*MATERIAL SUPPLIED:*
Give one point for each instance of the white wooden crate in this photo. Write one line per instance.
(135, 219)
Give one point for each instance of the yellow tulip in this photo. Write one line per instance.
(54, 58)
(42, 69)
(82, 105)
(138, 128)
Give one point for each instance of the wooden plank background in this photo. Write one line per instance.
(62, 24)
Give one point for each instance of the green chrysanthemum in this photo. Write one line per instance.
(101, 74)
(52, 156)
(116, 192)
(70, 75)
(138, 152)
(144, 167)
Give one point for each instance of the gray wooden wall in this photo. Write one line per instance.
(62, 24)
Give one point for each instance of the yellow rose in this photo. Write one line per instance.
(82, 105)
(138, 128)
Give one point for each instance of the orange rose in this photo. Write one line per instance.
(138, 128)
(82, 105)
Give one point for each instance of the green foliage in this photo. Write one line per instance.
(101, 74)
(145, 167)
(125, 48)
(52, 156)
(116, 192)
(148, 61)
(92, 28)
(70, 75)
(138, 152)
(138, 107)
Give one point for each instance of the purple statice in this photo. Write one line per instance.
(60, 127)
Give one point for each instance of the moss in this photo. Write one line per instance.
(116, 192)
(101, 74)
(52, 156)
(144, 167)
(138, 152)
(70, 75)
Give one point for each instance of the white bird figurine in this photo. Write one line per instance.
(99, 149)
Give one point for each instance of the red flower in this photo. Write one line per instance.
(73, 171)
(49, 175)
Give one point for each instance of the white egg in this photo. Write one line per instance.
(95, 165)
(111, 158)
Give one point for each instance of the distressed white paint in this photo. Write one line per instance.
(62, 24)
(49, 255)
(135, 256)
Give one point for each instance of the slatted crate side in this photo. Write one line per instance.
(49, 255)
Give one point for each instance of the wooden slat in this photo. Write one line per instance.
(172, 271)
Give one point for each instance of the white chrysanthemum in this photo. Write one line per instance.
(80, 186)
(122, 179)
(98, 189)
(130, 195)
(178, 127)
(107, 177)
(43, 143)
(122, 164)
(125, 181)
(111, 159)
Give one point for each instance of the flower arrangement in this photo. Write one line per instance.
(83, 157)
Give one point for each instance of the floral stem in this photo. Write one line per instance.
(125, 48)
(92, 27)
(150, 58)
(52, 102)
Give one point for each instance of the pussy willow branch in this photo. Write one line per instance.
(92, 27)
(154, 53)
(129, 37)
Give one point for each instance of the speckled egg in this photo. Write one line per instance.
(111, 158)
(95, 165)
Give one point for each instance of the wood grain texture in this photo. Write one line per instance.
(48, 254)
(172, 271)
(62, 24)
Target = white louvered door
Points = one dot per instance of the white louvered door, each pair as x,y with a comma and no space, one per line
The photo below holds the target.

...

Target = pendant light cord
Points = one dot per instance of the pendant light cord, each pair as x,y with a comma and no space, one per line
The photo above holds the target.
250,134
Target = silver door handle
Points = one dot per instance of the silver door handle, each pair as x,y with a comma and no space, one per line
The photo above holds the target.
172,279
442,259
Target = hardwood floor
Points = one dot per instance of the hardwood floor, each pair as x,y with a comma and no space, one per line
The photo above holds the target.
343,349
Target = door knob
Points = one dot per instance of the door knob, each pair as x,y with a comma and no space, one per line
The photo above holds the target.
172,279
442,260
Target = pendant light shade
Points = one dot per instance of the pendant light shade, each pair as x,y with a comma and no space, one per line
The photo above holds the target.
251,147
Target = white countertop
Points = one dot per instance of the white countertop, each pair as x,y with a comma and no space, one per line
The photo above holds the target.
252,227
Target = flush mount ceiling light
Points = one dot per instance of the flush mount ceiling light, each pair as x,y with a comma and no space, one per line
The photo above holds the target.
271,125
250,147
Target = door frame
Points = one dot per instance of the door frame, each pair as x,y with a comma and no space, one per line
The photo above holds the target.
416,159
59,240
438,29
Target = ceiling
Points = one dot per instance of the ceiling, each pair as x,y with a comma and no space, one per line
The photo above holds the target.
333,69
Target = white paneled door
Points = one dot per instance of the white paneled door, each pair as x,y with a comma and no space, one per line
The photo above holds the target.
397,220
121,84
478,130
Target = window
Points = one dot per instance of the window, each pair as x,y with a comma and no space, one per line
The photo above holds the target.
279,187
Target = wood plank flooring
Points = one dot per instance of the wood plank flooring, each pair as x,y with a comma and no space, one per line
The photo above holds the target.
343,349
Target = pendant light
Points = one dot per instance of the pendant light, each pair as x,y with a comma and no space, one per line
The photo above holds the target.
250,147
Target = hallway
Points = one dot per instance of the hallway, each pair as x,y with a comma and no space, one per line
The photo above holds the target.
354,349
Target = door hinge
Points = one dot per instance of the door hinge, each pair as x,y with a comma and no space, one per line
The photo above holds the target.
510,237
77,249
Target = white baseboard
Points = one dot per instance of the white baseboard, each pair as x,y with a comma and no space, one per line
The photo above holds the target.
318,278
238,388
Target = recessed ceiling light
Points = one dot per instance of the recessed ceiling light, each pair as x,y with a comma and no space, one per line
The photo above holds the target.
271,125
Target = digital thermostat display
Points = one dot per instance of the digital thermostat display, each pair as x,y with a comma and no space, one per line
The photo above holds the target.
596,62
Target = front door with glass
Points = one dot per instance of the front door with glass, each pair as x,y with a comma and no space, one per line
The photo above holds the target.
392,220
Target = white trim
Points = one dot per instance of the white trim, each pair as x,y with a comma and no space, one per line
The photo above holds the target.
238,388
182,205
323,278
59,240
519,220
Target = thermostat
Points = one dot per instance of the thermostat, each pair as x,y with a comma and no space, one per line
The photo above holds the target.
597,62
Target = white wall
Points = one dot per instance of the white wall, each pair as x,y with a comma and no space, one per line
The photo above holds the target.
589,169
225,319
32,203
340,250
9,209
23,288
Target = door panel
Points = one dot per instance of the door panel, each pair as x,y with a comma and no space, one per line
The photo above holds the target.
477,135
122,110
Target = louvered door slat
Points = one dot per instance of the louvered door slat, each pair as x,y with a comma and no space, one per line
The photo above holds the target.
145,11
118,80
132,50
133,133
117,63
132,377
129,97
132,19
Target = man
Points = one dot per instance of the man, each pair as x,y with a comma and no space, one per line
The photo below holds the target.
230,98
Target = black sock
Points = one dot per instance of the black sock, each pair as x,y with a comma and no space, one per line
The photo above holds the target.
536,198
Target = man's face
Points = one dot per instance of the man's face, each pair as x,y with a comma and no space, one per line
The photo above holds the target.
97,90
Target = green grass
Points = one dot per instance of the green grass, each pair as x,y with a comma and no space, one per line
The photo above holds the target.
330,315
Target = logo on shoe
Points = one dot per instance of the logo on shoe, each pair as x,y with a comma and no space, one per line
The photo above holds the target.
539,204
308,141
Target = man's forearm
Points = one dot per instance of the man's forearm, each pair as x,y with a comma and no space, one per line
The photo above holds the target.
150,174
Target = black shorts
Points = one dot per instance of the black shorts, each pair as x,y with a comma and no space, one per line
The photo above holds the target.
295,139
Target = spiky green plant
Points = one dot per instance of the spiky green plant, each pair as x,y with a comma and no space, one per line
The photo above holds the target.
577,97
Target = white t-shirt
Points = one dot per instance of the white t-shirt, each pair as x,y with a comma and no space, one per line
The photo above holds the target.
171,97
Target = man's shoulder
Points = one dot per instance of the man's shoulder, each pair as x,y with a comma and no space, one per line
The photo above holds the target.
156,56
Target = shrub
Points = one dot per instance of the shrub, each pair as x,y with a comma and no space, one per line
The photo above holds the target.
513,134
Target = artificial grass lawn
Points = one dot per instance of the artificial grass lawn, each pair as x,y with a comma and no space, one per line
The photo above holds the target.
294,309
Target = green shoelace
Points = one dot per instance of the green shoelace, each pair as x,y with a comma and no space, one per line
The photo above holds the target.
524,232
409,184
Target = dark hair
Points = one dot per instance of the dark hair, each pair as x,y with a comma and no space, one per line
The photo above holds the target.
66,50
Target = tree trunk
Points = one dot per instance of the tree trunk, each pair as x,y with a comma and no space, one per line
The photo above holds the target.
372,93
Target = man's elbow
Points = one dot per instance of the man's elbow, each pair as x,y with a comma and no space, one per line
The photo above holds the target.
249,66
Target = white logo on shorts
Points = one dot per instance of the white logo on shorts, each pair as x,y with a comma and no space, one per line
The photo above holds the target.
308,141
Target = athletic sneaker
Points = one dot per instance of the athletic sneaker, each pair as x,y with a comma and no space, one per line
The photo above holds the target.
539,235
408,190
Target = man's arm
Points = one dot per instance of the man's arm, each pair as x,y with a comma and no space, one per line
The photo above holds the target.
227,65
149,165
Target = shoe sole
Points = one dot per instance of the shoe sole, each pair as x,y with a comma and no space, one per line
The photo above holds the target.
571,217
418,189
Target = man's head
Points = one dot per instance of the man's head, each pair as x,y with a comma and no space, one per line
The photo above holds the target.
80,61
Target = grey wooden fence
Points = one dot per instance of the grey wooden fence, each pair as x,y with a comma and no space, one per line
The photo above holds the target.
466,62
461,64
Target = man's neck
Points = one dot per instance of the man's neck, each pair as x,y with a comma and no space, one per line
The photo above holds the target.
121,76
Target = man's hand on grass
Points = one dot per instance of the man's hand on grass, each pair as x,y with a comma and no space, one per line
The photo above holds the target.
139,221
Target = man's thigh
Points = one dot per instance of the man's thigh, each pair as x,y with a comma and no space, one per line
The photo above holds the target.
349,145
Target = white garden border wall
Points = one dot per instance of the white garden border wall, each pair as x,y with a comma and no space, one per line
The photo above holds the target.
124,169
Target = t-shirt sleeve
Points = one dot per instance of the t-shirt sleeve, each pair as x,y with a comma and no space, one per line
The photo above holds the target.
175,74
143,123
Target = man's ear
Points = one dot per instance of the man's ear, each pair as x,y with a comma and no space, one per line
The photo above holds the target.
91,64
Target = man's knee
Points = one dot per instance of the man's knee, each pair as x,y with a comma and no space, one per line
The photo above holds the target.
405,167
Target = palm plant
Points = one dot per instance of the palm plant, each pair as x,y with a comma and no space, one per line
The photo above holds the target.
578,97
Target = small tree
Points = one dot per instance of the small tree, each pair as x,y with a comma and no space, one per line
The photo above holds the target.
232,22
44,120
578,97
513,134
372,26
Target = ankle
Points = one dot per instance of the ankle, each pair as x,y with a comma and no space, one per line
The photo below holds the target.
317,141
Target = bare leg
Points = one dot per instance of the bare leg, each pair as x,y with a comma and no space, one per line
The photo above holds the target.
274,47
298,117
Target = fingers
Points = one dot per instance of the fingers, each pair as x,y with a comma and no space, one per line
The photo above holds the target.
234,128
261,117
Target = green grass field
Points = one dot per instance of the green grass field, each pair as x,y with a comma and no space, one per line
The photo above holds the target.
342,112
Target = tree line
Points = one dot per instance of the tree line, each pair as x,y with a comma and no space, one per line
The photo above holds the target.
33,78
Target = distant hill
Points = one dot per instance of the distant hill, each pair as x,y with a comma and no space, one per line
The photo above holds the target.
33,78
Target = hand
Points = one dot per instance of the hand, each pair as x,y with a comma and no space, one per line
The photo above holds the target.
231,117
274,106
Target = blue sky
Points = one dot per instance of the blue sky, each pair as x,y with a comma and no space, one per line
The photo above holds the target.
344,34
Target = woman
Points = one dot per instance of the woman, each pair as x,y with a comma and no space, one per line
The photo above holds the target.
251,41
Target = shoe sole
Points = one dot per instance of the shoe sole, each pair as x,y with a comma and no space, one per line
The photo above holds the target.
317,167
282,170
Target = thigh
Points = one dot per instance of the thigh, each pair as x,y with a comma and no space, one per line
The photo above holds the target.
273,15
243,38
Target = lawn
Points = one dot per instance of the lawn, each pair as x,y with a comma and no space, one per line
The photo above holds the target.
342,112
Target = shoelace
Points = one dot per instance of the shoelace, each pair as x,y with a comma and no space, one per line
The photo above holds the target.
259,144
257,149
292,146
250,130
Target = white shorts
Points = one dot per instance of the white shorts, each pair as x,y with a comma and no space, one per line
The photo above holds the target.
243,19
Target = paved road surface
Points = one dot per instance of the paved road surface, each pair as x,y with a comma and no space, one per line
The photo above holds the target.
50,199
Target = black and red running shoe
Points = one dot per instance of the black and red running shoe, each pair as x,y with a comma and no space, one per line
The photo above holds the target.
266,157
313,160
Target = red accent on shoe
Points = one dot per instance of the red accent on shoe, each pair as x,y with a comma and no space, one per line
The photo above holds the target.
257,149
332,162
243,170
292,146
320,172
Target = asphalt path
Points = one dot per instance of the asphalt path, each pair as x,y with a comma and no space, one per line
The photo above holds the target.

---

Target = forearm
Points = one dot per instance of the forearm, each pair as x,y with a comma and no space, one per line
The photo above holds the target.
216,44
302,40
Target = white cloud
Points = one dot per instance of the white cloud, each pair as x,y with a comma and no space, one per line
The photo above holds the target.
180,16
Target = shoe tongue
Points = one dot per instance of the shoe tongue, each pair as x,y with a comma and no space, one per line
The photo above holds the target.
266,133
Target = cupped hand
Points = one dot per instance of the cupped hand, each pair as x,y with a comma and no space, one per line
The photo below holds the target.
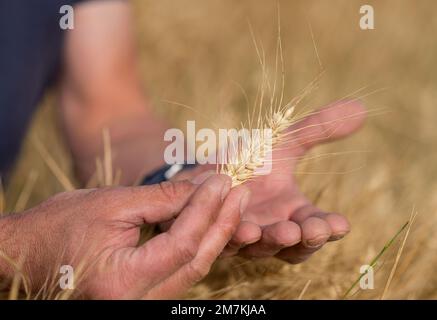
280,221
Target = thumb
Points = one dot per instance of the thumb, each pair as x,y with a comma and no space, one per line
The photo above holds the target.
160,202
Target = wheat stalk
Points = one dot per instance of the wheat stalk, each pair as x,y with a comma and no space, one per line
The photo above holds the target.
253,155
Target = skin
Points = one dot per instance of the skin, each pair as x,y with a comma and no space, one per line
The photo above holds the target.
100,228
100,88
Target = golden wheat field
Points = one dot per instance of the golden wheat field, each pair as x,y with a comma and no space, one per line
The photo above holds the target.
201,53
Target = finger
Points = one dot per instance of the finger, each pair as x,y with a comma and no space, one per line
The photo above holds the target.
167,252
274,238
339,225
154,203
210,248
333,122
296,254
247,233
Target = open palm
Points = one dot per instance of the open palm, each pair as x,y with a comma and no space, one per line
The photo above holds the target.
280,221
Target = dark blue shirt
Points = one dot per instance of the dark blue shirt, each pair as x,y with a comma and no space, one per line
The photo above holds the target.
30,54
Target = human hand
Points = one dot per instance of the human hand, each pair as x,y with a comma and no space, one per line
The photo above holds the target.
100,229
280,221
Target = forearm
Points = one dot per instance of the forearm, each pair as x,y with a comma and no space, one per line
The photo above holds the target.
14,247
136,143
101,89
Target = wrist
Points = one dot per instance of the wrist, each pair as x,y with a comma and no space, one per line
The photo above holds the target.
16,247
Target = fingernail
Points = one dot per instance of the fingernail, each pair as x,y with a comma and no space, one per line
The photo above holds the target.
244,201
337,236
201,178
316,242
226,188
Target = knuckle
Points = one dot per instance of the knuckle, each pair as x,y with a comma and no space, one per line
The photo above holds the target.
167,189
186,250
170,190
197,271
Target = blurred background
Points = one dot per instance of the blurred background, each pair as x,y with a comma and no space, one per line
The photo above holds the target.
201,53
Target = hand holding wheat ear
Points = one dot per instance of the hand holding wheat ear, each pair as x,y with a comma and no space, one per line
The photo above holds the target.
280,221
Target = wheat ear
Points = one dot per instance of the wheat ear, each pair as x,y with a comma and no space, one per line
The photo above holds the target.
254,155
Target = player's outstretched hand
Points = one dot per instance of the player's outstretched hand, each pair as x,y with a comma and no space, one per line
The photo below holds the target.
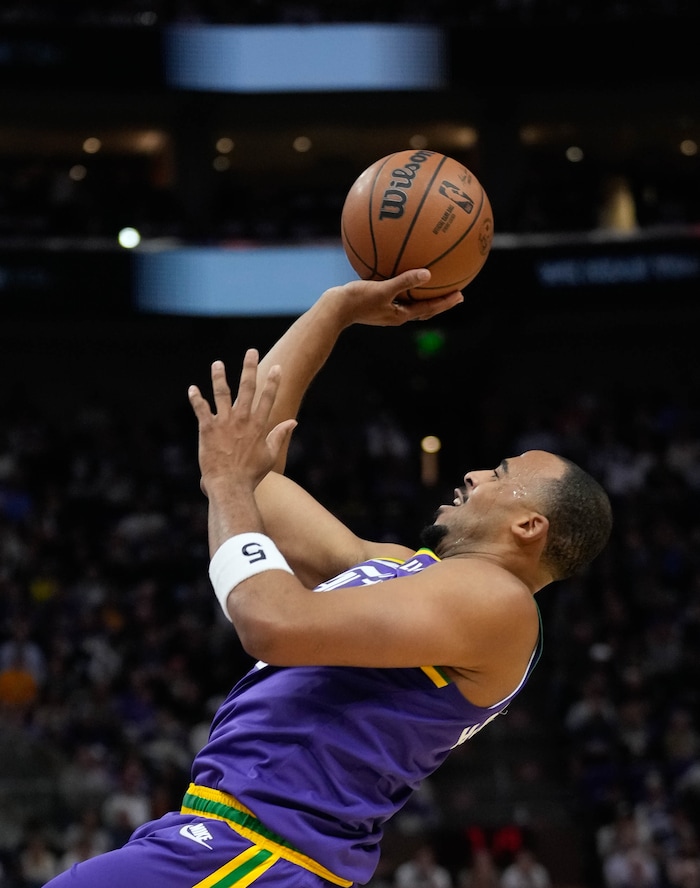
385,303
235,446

*INSTRUCTIONS FOR THE TASK:* Whatever else the listing above holds, retype exactly only the lines from the one containing "Points = one dot per instance of the blue" to the one containing "Target = lawn", both ends kept.

*EXPECTED ANSWER:*
Points = one dot per instance of the blue sky, each pair as x,y with a comma and no space, one per line
The photo above holds the target.
344,34
Target = woman
Points = one dot per instance of the woman, each pair as x,y with a comma and no space, one per line
The photo above holds the target.
251,41
Target = shoe sole
Points = one dot per instance of the shoe sole, each pair as x,y with a comma and no space, one per line
The photo above holds the target.
317,167
282,170
Target = thigh
Points = one dot per instance of the thigh, each pair as x,y with a comma and no space, one per line
The photo above holds the target.
273,15
243,38
Target = lawn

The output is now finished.